これからは開館効果が暫時減少し、厳しい事業環境におかれる中で、運営損失金リス
クに対しての資金面の備えを講じ、企業のメセナ活動の一環としての事業協賛や個人、
法人からの寄附金を募り、財団の経営基盤の安定化を図ります。また、職員のスキルア
ップを行ないながら、学芸部門と管理部門との密接な連携を図り、高い相乗効果が発揮
できるようマネージメントいたします。
⑥ 「建築理念を管理運営に活かす」
歴史的価値の高い出島に近接している立地条件、開放的で美しいデザインを持った美術
館の特徴を生かし、文化活動を通じて、美術館を愛するファンを生み出す努力をいたしま
す。楽しみを求めて来館される子どもから高齢者まで、全ての利用者に心から満足して頂
くために、どんな時でも利用者の気持ちを汲み取る努力を怠らず、臨機応変に行動するこ
とを信条とします。長崎県美術館はユニバーサルミュージアムを目指し、利用者が美術館
を出るときに満足していただける美術館に向けて成長いたします。

§ §

演習の課題
**1.** 美術館の運営方針の文章によれば、長崎県美術館は何を目指していますか。
**2.** 美術館の運営方針の文章を、最後の文の後から書き継いでください。

提供資料
§ §

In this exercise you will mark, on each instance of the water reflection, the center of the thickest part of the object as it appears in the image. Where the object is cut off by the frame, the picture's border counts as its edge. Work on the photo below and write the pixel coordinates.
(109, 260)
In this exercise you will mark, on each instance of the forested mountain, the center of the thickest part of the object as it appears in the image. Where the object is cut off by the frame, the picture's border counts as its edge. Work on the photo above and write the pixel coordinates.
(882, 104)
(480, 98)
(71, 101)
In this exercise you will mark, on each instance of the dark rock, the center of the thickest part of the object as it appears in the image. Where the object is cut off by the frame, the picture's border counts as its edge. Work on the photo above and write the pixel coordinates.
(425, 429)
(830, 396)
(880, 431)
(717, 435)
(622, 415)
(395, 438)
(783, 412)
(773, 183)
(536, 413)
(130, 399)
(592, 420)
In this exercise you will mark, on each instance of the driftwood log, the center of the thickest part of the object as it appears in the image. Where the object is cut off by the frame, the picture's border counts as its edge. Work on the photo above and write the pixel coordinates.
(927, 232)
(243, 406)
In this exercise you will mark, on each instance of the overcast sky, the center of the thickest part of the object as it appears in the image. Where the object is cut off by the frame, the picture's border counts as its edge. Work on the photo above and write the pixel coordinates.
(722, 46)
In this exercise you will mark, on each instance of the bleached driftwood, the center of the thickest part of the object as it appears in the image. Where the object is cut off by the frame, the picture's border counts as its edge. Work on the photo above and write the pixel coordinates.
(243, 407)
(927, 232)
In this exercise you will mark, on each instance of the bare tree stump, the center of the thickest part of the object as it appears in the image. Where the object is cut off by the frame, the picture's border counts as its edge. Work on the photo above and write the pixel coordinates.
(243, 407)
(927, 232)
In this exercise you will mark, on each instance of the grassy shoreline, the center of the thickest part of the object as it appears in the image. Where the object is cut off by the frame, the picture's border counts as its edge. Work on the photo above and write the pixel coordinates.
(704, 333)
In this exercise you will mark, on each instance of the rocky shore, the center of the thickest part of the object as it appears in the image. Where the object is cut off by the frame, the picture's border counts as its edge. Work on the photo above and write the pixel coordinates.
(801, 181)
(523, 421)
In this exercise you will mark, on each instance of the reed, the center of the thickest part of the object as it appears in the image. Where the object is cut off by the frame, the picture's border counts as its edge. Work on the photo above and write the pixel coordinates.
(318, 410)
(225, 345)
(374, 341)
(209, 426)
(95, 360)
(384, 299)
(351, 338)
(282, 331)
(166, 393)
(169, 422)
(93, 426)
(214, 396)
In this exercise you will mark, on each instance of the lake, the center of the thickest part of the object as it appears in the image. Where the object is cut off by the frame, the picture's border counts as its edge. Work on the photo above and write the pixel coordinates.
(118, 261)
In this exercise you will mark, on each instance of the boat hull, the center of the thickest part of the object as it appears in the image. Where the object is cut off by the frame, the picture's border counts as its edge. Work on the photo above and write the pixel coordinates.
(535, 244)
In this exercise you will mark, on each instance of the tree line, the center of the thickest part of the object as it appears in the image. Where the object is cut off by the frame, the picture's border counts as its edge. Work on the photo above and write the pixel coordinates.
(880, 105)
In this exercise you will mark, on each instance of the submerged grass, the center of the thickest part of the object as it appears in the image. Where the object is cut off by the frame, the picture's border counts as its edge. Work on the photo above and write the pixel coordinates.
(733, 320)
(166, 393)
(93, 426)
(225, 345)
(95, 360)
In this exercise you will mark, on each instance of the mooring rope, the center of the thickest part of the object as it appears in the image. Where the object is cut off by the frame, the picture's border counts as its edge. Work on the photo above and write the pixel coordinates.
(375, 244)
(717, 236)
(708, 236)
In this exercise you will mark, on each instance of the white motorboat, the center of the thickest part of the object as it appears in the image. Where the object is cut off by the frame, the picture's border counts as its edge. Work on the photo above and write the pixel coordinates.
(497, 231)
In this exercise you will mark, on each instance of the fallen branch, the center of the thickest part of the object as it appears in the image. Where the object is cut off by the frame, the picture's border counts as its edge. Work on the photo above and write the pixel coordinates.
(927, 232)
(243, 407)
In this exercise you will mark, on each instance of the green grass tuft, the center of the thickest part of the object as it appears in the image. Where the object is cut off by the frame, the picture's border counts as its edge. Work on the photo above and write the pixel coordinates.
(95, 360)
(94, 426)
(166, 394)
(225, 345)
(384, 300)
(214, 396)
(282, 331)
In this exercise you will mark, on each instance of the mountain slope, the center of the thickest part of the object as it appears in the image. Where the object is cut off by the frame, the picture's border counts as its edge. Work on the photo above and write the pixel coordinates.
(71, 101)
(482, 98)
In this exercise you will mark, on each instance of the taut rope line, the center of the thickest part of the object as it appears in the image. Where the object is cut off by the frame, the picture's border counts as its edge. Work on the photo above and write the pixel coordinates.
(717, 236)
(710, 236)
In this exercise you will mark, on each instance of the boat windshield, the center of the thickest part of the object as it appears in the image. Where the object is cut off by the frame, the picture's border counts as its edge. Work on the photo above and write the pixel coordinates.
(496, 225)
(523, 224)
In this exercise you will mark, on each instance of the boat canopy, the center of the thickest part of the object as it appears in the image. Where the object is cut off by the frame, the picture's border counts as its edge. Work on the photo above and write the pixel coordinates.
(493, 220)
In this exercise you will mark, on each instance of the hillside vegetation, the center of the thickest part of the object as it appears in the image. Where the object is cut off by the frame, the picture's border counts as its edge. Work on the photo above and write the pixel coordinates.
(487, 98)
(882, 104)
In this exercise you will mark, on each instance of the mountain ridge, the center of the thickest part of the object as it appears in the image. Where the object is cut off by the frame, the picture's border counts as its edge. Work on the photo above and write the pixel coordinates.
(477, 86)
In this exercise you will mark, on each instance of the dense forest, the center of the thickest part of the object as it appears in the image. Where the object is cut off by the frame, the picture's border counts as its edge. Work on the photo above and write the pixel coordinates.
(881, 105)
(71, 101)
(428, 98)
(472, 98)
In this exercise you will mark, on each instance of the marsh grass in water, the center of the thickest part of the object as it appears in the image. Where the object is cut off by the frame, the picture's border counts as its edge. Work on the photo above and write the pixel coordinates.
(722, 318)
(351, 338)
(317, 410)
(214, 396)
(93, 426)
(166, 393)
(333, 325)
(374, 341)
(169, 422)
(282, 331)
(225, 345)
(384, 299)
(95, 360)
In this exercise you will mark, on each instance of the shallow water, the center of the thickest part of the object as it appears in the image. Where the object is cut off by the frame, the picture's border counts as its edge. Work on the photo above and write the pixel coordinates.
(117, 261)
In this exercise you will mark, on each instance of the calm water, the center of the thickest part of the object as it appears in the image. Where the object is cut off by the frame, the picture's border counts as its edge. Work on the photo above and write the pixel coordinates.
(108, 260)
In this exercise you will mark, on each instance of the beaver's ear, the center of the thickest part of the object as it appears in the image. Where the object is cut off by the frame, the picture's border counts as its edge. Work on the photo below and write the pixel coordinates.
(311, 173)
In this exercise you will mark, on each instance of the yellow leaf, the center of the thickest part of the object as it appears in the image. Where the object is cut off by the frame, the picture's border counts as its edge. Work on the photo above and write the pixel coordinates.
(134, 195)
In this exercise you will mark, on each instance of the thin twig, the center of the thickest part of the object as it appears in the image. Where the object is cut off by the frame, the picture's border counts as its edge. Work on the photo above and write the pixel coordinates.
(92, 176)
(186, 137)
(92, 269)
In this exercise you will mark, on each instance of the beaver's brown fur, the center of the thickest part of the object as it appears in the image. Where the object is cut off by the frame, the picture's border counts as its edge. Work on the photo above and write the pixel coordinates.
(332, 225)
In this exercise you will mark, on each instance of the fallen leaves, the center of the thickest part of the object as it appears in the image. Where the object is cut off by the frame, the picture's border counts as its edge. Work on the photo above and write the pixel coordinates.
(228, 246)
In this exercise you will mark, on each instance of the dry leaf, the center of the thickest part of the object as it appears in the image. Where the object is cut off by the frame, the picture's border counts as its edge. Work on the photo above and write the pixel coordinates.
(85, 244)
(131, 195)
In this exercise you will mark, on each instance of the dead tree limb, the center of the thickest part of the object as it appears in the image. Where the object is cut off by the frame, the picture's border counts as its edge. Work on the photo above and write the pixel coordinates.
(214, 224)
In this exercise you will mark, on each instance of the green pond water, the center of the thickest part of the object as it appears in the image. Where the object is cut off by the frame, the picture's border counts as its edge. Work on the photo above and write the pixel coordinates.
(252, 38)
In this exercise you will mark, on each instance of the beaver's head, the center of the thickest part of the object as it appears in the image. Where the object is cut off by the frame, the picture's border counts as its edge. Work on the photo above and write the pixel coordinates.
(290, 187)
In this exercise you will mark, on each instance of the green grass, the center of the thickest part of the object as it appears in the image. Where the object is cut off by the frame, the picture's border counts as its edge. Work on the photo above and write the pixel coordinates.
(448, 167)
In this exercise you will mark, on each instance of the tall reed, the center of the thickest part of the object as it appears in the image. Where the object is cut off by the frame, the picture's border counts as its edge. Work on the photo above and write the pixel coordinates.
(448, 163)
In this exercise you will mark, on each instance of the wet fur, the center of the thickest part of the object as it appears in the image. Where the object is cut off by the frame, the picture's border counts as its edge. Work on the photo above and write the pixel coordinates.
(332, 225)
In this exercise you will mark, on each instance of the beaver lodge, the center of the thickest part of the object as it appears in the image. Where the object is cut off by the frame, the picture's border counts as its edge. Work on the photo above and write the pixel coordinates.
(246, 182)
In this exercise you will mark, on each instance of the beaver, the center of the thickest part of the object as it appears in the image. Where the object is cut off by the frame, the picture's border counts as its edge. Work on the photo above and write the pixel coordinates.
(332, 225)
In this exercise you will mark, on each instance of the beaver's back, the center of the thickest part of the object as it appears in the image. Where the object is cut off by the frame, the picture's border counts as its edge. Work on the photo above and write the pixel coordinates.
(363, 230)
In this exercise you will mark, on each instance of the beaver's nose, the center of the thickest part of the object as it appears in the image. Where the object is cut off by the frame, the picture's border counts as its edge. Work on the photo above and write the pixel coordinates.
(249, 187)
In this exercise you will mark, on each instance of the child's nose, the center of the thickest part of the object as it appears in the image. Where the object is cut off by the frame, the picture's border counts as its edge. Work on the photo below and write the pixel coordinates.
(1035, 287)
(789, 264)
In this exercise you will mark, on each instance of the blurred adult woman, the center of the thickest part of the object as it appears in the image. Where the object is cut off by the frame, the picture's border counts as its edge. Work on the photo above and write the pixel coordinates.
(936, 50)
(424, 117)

§ §

演習の結果
**1.** 長崎県美術館はユニバーサルミュージアムを目指しています。

**2.**
2 行動指針
(1)7年間の実績とノウハウを基に、開かれた美術館として、美術に親しむ利用者を拡大し
ます。
(2)美術館として最大限の効用を発揮するために、社会環境の変化に的確に対応しつつ、
「総
合的なマネージメントシステム」を確立し、目標収益の確保と運営効率の向上及びCS重
視のサービスを実践します。
3 事業方針
(1)展示事業の充実
コレクション展示室においては、所蔵名品展、長崎ゆかりの近代作家の顕彰、企画展との
連動、新収蔵品の公開など、展示各室ごとに2~4ヶ月単位でテーマを決め、多彩な文化遺
産を持つ長崎ならではの展覧会を開催し、常に新しい多様な視点より、長崎県美術館のコレ
クションの魅力を伝えながら来館者の誘致を進めるとともに顧客満足度の向上を図る。
企画展示室においては、県内外からの交流人口の拡大を促進する魅力的な大型展を柱に、
写真やデザイン分野の紹介にも力を入れ、幅広い県民のニーズに応える多彩な展覧会を、顧
客層となる世代間のバランスをとりながら開催する。
また、展覧会計画の立案にあたっては、学術的、経営的な観点から客観的な検討を行う外
部審査会の設置を進める。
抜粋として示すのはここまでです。